— begin MATERIAL —
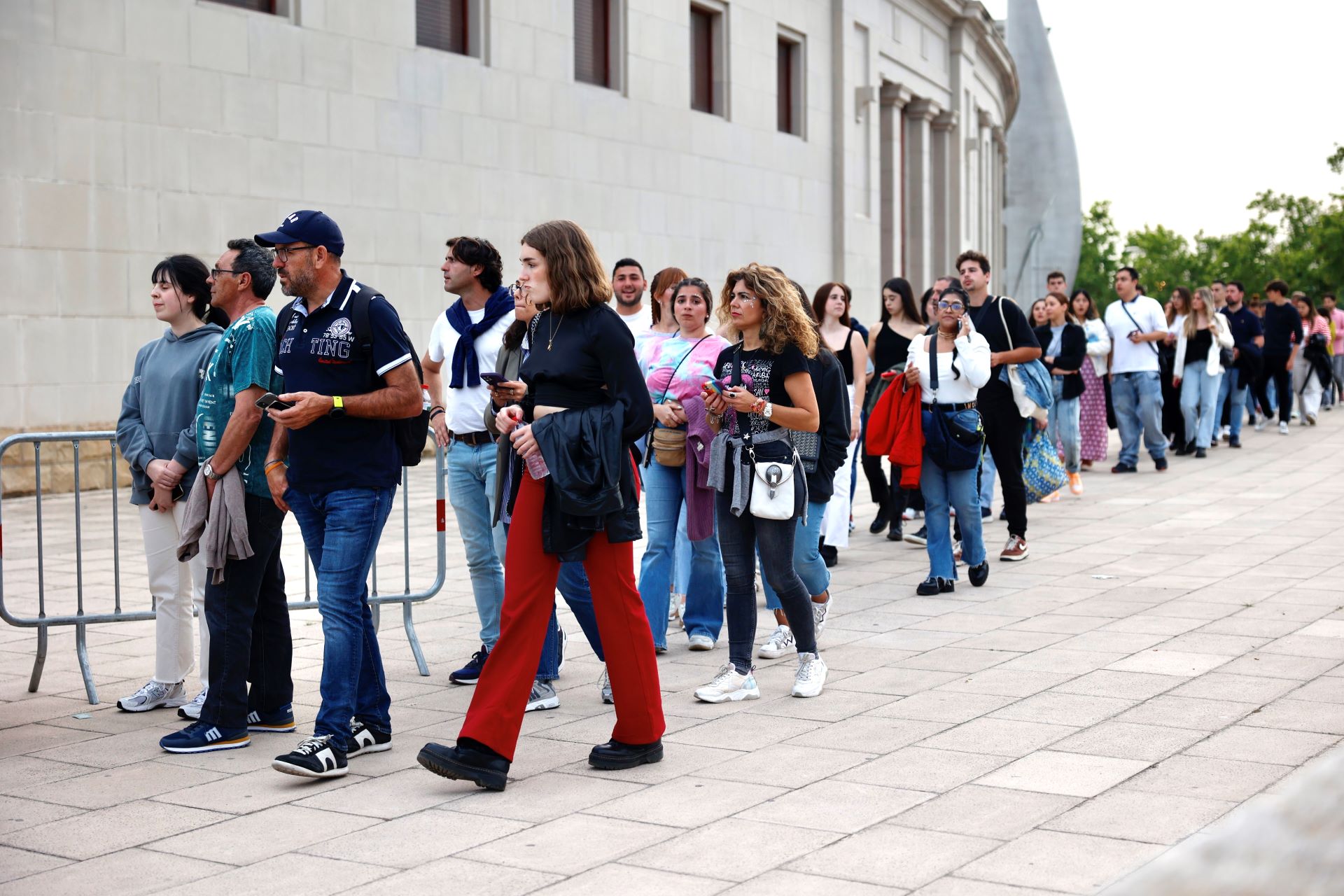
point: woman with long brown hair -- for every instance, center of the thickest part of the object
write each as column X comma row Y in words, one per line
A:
column 578, row 500
column 762, row 393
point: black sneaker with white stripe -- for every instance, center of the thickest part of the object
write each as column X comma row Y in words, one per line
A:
column 314, row 758
column 365, row 739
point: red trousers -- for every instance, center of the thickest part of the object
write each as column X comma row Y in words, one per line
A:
column 530, row 575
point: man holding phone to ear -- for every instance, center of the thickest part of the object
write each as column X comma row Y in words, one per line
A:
column 248, row 612
column 467, row 337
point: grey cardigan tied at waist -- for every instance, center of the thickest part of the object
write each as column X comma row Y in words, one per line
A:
column 720, row 449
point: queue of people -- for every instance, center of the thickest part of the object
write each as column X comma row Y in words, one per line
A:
column 737, row 416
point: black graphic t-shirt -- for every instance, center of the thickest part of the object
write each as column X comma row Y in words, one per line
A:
column 768, row 372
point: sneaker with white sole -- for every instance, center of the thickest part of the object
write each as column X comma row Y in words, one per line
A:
column 365, row 739
column 155, row 695
column 820, row 613
column 811, row 678
column 192, row 710
column 542, row 697
column 729, row 685
column 778, row 644
column 314, row 758
column 701, row 643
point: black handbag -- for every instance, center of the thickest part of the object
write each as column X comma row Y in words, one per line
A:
column 948, row 442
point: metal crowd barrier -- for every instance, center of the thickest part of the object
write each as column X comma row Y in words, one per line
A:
column 81, row 620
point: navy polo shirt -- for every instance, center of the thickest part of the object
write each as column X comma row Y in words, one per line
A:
column 319, row 354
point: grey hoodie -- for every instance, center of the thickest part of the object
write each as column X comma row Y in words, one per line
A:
column 159, row 407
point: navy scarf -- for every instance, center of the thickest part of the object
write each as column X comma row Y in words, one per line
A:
column 467, row 368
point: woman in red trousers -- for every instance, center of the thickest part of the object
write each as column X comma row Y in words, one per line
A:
column 574, row 498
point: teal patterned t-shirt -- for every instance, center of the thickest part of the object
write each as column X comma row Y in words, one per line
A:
column 242, row 359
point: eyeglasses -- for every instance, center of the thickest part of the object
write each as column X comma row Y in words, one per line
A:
column 283, row 253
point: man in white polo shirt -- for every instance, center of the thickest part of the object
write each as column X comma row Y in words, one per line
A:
column 1136, row 324
column 467, row 339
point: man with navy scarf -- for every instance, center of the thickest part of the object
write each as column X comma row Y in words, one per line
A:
column 467, row 337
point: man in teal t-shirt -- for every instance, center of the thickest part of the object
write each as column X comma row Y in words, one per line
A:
column 248, row 612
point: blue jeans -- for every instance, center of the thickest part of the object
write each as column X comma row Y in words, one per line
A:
column 340, row 531
column 958, row 489
column 470, row 491
column 664, row 500
column 1199, row 403
column 1233, row 386
column 1139, row 412
column 739, row 538
column 806, row 558
column 1063, row 428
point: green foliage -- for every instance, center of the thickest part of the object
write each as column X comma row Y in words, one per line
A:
column 1294, row 238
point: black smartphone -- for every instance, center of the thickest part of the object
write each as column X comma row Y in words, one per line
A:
column 270, row 400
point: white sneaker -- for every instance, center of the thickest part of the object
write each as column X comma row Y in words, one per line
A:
column 543, row 697
column 192, row 710
column 153, row 695
column 820, row 613
column 604, row 685
column 729, row 685
column 812, row 676
column 778, row 644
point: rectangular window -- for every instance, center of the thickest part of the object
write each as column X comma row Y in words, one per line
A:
column 593, row 42
column 790, row 65
column 444, row 24
column 708, row 59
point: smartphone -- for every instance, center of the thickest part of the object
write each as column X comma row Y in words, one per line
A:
column 269, row 400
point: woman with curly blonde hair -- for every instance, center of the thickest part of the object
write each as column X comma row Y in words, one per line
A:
column 762, row 394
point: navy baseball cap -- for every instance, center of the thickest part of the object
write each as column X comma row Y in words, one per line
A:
column 307, row 226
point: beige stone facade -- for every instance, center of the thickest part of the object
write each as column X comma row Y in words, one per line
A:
column 131, row 130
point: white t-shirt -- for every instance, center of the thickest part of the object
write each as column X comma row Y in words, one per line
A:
column 464, row 409
column 638, row 321
column 1133, row 358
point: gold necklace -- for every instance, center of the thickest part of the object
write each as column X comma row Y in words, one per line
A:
column 550, row 343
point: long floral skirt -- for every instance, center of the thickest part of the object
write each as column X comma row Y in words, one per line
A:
column 1092, row 414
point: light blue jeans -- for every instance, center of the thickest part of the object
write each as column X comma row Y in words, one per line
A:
column 1233, row 386
column 664, row 503
column 956, row 488
column 1063, row 426
column 806, row 558
column 470, row 491
column 1199, row 403
column 1139, row 413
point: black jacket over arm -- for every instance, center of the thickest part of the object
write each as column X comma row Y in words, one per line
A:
column 1073, row 355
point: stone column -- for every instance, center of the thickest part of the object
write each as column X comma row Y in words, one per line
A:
column 920, row 209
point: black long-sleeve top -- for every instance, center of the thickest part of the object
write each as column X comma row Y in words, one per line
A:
column 575, row 355
column 1282, row 330
column 1073, row 354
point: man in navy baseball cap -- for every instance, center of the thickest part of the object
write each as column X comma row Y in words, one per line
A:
column 307, row 226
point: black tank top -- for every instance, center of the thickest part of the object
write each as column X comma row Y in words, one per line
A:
column 891, row 348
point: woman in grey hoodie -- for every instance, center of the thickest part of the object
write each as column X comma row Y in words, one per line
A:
column 158, row 438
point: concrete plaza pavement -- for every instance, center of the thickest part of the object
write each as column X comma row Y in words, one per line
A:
column 1164, row 669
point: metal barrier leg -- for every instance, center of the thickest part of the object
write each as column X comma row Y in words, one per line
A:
column 409, row 624
column 39, row 662
column 85, row 669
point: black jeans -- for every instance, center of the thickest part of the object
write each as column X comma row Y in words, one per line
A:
column 249, row 626
column 1004, row 428
column 738, row 540
column 1276, row 367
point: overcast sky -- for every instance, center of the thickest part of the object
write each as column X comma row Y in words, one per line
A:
column 1184, row 109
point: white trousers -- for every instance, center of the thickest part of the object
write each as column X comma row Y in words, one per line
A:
column 175, row 587
column 835, row 524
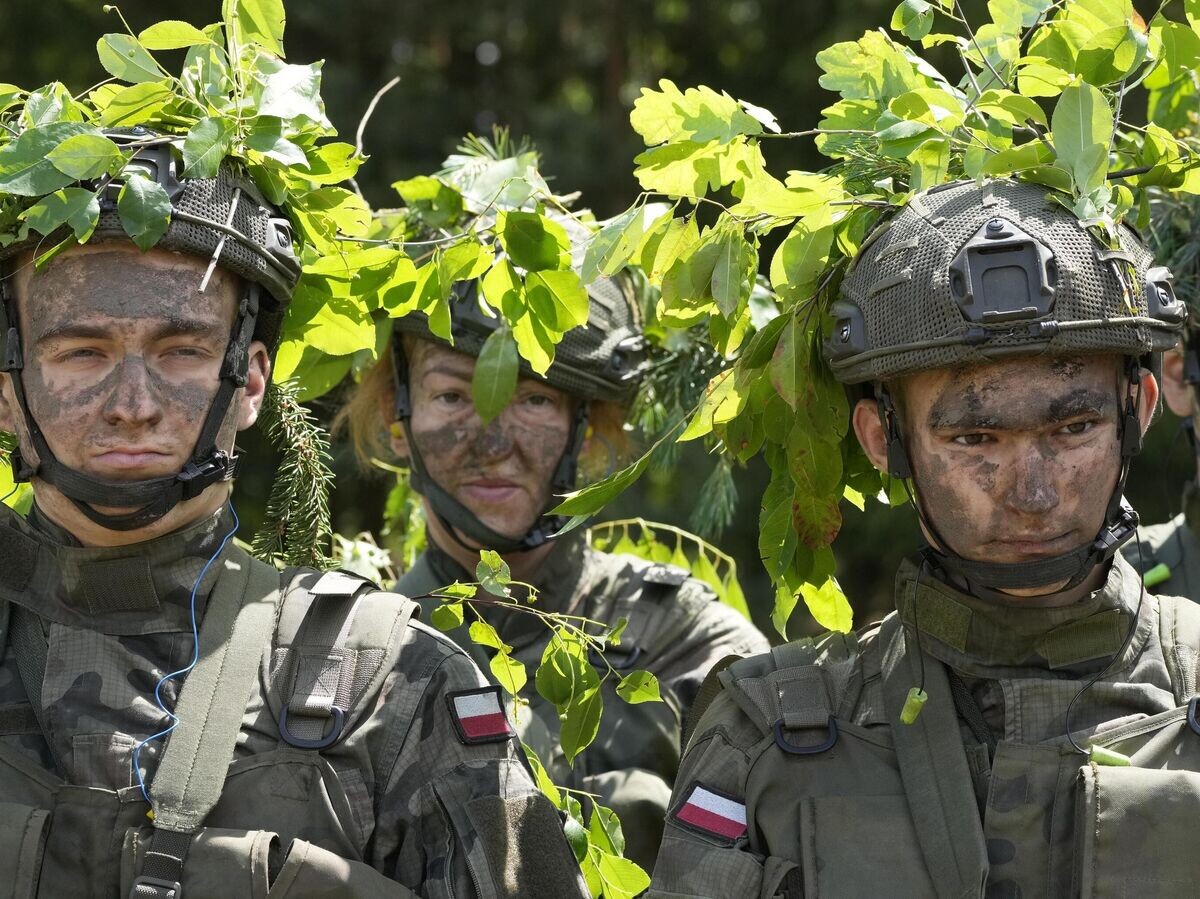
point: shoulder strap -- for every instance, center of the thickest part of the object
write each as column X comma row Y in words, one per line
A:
column 934, row 771
column 339, row 637
column 1179, row 625
column 191, row 775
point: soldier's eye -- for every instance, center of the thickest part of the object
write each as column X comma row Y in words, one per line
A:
column 971, row 439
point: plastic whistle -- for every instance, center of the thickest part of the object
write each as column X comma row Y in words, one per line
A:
column 1111, row 757
column 1156, row 575
column 912, row 705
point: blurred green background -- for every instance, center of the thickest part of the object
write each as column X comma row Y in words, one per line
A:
column 565, row 75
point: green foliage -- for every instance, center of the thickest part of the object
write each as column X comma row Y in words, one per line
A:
column 1039, row 95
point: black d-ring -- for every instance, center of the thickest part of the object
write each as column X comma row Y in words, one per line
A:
column 321, row 743
column 781, row 741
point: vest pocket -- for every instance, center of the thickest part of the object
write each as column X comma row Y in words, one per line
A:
column 1135, row 832
column 862, row 845
column 22, row 840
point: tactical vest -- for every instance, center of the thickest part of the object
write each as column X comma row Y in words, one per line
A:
column 838, row 808
column 324, row 645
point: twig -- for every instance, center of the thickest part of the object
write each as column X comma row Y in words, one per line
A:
column 370, row 112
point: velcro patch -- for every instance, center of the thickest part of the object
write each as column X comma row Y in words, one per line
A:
column 479, row 715
column 712, row 814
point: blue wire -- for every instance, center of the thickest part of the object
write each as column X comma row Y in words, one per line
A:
column 196, row 657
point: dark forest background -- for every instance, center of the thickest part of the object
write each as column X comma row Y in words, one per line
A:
column 567, row 75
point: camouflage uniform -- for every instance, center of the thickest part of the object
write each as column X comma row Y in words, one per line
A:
column 677, row 630
column 400, row 807
column 939, row 808
column 1175, row 545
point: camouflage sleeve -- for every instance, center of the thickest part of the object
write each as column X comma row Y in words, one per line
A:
column 705, row 852
column 705, row 631
column 461, row 807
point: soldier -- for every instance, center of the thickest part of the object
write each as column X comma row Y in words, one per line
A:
column 1025, row 723
column 491, row 486
column 143, row 651
column 1169, row 553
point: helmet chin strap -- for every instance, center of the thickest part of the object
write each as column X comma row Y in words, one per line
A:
column 454, row 515
column 1073, row 567
column 154, row 497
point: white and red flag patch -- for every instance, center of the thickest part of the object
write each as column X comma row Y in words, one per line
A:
column 479, row 715
column 713, row 814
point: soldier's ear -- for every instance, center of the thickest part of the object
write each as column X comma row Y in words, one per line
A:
column 257, row 376
column 7, row 407
column 1176, row 391
column 869, row 430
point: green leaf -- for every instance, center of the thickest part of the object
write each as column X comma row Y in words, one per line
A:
column 639, row 687
column 127, row 60
column 509, row 672
column 484, row 634
column 436, row 202
column 289, row 91
column 85, row 156
column 136, row 103
column 697, row 114
column 259, row 21
column 533, row 241
column 493, row 574
column 801, row 259
column 622, row 877
column 144, row 209
column 207, row 144
column 447, row 616
column 581, row 721
column 172, row 35
column 828, row 605
column 495, row 379
column 691, row 169
column 72, row 205
column 24, row 166
column 611, row 249
column 558, row 298
column 732, row 271
column 1083, row 126
column 913, row 18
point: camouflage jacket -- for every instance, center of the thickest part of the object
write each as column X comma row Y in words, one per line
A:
column 1176, row 546
column 677, row 630
column 401, row 805
column 803, row 781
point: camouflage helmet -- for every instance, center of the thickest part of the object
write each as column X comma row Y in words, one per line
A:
column 969, row 274
column 222, row 217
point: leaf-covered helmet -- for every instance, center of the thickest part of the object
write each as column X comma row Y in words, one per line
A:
column 967, row 273
column 223, row 217
column 600, row 360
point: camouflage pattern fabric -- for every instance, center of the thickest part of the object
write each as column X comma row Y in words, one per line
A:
column 1029, row 817
column 1174, row 544
column 399, row 808
column 677, row 630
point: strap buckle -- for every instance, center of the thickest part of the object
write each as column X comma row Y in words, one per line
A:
column 156, row 888
column 816, row 748
column 339, row 717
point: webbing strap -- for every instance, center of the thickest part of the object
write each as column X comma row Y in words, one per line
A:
column 235, row 633
column 29, row 643
column 934, row 771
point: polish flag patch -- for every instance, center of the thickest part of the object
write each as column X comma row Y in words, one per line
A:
column 713, row 814
column 479, row 715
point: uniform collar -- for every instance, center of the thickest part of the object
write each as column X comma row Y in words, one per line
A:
column 993, row 637
column 141, row 588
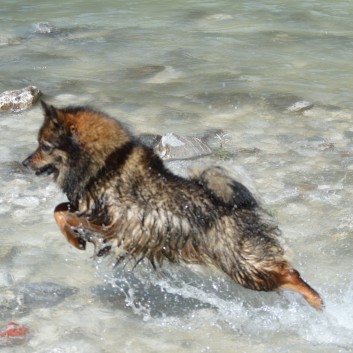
— end MATERIAL —
| SET TASK |
Copy the lines above verbatim, starting at the line containing "point: man in white" and ending with the line containing "column 269, row 400", both included.

| EXERCISE RESULT |
point: man in white polo shirt -- for every instance, center of the thickest part of the object
write each as column X comma row Y in words, one per line
A:
column 1136, row 324
column 467, row 339
point: man with navy scarf -- for every instance, center of the thickest part of the object
write each as column X comma row Y in words, one per line
A:
column 467, row 337
point: man in teal t-shirt -- for every instance, center of the thickest part of the object
write each as column X comma row Y in words, one per line
A:
column 248, row 612
point: blue jeans -- for every instance, center of the thickest part of the object
write each as column X comma row Y in words, one per line
A:
column 340, row 531
column 958, row 489
column 470, row 491
column 664, row 500
column 1199, row 403
column 1233, row 386
column 1139, row 412
column 739, row 538
column 806, row 558
column 1063, row 428
point: green foliage -- for every instance, center of the thickest part of the object
write each as column X comma row Y in words, one per line
A:
column 1294, row 238
point: black smartphone -- for every instance, center of the thickest part of the object
write each as column X comma row Y in words, one per line
A:
column 270, row 400
point: white sneaker -- for every instance, center of the thickest part of the object
write each as column X comma row Y in words, one per line
A:
column 543, row 697
column 192, row 710
column 153, row 695
column 820, row 613
column 604, row 685
column 729, row 685
column 812, row 676
column 778, row 644
point: rectangular window -- for every instance, center of the thickest part of the object
write each as column X comma row Y in words, one per line
A:
column 593, row 42
column 790, row 65
column 444, row 24
column 708, row 59
point: smartphone -- for every instance, center of the thickest part of the object
write each as column X comma row Y in words, one per line
A:
column 269, row 400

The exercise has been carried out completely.